For a public company, or an entity that the public company controls, to give a financial benefit to a related party of the public company, the public company or entity must:
-
(a) obtain the approval of the public company’s members in the manner set out in Sections 217 to 227 of the Corporations Act; and
-
(b) give the benefit within 15 months following such approval,
unless the giving of the financial benefit falls within an exception set out in Sections 210 to 216 of the Corporations Act.
The grant of the Retirement Benefit to Peter Bartter requires the Company to obtain Shareholder approval because this constitutes giving a financial benefit and, as a Director at the date of this Notice of Annual General Meeting, Peter Bartter is a related party of the Company.
In addition, ASX Listing Rule 10.11 also requires shareholder approval to be obtained where an entity issues, or agrees to issue, securities to a related party, or a person whose relationship with the entity or a related party is, in ASX’s
15
opinion, such that approval should be obtained unless an exception in ASX Listing Rule 10.12 applies.
_ _ _ _
> **INSTRUCTIONS**:
(a) From the related-party approval text, list every reference to a specific section or rule of the law or the listing rules.
(b) Write out the related-party approval text again, starting with "In addition, ASX" and going on through "Rule 10.12 applies.". Swap "securities" for "shares".
(c) Put this sentence from the related-party approval text into Spanish: "The grant of the Retirement Benefit to Peter Bartter requires the Company to obtain Shareholder approval because this constitutes giving a financial benefit and, as a Director at the date of this Notice of Annual General Meeting, Peter Bartter is a related party of the Company."

> **DATASET CONTENT**:
_ _ _ _
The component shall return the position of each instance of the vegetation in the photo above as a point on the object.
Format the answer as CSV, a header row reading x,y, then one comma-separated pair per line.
_ _ _ _
> **EXERCISE SOLUTIONS**:
(a)
Sections 217 to 227 of the Corporations Act
Sections 210 to 216 of the Corporations Act
ASX Listing Rule 10.11
ASX Listing Rule 10.12

(b)
In addition, ASX Listing Rule 10.11 also requires shareholder approval to be obtained where an entity issues, or agrees to issue, shares to a related party, or a person whose relationship with the entity or a related party is, in ASX’s
15
opinion, such that approval should be obtained unless an exception in ASX Listing Rule 10.12 applies.

(c) La concesión del Beneficio por Jubilación a Peter Bartter exige que la Compañía obtenga la aprobación de los Accionistas, porque ello constituye otorgar un beneficio financiero y, como Director a la fecha de esta Convocatoria a la Junta General Anual, Peter Bartter es una parte vinculada de la Compañía.